The Tour de France passed through Sables d'ollone yesterday,they were giving giant rubber hands for the children to wave I tried to nab one,but they could see I was 59 I thought it would be good to wave a 2 foot green hand for a laugh,*might make a German smile* ,happy travels everyone,brens

I made a german smile once.
As a tugger I had a bit of a problem reversing into a tight spot on a site in France. Fritz did tell me that the problem was that my car had the steering wheel on the wrong side.
I grinned and said " your lot made it"

It was a mercedes.

He never spoke to me again for a whole two weeks.

Dave p


----------



## Sonesta (May 10, 2005)

DTPCHEMICALS said:


> On my return from Louth I passed four motorhomes traveling in the
> oposite direction.
> As I was in a happy mood I waved to each. 8)
> 
> ...


Dave,

Well I always wave frantically and smile pleasantly but that's maybe because I am leaving my home town behind me!!!!!!! Where do I live I hear you asking ........ well I'll give you 3 guesses??? :lol: :lol: :lol:

Sue


----------



## brens (Aug 11, 2009)

Can be a bit touchy can't they :lol:


----------



## mygalnme (Jul 12, 2009)

Same thing happened to us on the same road,nobody seemed to be waving back,I thought it was because we were in our brand new 11 reg  but as I said in another post about waving, if they don,t wave back its not a problem, we ,re the Happy campers :lol: :lol: 
We get funny looks off the Germans when they spot the 2 big Poppies on the front my husband insists of having on. But last year we were stopped at customs coming out of Spain to be asked what they represented...they were quite happy after we explained.

___

▶ _Task_
Write out the forum thread above about waving to other travelers word for word, from start to finish.

___

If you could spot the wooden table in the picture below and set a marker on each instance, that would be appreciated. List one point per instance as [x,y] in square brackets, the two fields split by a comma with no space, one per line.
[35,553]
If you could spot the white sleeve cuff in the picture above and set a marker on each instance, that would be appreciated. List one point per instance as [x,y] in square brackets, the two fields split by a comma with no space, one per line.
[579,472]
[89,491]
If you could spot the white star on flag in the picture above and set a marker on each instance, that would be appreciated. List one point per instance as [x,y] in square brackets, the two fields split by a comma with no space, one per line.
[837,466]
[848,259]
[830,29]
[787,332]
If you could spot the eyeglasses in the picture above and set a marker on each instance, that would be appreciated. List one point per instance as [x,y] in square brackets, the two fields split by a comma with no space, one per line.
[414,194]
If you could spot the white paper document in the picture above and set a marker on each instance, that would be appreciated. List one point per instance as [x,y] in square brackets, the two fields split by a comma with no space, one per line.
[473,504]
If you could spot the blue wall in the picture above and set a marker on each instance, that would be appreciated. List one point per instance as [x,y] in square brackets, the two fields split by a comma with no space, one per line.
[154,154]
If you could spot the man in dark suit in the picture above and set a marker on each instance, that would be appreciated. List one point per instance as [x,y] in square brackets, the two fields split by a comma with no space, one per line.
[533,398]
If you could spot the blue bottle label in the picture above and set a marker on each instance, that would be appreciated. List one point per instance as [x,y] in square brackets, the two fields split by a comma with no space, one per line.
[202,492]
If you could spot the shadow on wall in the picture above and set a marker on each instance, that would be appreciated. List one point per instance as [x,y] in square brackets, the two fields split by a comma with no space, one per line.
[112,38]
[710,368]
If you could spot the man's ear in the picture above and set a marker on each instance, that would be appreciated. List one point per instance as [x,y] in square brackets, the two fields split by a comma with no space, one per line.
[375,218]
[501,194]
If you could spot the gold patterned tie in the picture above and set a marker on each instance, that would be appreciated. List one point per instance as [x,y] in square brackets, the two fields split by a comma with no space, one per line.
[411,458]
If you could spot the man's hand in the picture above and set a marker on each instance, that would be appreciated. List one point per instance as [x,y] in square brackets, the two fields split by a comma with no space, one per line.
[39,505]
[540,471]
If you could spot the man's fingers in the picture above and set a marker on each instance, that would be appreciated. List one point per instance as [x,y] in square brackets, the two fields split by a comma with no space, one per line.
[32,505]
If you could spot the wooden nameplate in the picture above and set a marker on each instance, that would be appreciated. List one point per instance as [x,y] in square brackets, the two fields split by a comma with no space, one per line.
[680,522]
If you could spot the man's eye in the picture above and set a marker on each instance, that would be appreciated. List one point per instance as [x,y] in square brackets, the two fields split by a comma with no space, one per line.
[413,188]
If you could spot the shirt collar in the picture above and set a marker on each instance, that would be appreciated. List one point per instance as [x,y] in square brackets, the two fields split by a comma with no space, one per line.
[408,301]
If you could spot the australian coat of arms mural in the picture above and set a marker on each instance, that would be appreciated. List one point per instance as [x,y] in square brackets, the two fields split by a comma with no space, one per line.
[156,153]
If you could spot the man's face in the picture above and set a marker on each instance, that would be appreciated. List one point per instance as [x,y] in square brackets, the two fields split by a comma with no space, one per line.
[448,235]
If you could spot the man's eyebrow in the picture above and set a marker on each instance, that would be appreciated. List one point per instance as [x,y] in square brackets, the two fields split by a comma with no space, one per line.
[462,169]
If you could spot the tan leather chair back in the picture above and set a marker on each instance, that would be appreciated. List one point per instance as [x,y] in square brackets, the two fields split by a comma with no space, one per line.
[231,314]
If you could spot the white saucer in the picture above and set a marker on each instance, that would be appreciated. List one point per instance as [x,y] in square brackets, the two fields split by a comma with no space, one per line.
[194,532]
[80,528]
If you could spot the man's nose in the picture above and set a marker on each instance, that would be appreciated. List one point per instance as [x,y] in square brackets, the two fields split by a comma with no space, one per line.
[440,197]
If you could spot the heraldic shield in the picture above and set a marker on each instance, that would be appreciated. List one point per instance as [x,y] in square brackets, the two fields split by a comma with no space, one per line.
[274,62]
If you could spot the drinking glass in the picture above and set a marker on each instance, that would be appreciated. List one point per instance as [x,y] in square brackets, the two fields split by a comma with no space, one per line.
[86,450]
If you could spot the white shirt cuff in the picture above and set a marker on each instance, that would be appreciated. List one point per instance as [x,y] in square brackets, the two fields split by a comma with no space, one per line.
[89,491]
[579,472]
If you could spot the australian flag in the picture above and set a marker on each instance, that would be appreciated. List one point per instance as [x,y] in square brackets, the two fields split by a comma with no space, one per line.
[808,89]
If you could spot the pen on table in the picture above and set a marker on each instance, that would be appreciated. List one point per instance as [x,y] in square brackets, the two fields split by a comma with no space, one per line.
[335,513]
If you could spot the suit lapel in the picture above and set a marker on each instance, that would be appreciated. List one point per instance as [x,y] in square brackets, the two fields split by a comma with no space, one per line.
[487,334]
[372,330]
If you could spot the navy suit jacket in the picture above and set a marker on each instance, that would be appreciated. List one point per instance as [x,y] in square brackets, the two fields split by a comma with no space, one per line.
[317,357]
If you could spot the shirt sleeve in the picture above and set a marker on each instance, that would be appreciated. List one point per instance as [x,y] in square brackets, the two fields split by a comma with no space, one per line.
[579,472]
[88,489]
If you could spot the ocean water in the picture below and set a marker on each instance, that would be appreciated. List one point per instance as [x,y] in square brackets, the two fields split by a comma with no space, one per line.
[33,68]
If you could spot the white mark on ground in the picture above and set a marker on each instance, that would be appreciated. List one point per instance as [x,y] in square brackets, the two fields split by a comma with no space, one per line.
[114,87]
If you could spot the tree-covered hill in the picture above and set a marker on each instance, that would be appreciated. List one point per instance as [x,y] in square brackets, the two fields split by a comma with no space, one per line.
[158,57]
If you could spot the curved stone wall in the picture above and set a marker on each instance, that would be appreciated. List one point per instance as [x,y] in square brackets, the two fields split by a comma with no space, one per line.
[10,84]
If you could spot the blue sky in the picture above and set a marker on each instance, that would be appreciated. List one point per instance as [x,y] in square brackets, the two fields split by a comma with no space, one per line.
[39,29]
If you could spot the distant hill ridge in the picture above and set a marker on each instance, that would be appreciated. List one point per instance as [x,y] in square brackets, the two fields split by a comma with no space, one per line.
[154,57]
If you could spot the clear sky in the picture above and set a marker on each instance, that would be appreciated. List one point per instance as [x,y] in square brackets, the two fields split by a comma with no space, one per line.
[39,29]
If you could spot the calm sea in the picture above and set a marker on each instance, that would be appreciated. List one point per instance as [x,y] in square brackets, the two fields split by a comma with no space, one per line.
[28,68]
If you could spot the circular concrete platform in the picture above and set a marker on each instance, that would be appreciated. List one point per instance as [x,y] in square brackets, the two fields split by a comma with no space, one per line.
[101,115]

___

▶ _Finished task_
The Tour de France passed through Sables d'ollone yesterday,they were giving giant rubber hands for the children to wave I tried to nab one,but they could see I was 59 I thought it would be good to wave a 2 foot green hand for a laugh,*might make a German smile* ,happy travels everyone,brens

I made a german smile once.
As a tugger I had a bit of a problem reversing into a tight spot on a site in France. Fritz did tell me that the problem was that my car had the steering wheel on the wrong side.
I grinned and said " your lot made it"

It was a mercedes.

He never spoke to me again for a whole two weeks.

Dave p


----------



## Sonesta (May 10, 2005)

DTPCHEMICALS said:


> On my return from Louth I passed four motorhomes traveling in the
> oposite direction.
> As I was in a happy mood I waved to each. 8)
> 
> ...


Dave,

Well I always wave frantically and smile pleasantly but that's maybe because I am leaving my home town behind me!!!!!!! Where do I live I hear you asking ........ well I'll give you 3 guesses??? :lol: :lol: :lol:

Sue


----------



## brens (Aug 11, 2009)

Can be a bit touchy can't they :lol:


----------



## mygalnme (Jul 12, 2009)

Same thing happened to us on the same road,nobody seemed to be waving back,I thought it was because we were in our brand new 11 reg  but as I said in another post about waving, if they don,t wave back its not a problem, we ,re the Happy campers :lol: :lol: 
We get funny looks off the Germans when they spot the 2 big Poppies on the front my husband insists of having on. But last year we were stopped at customs coming out of Spain to be asked what they represented...they were quite happy after we explained.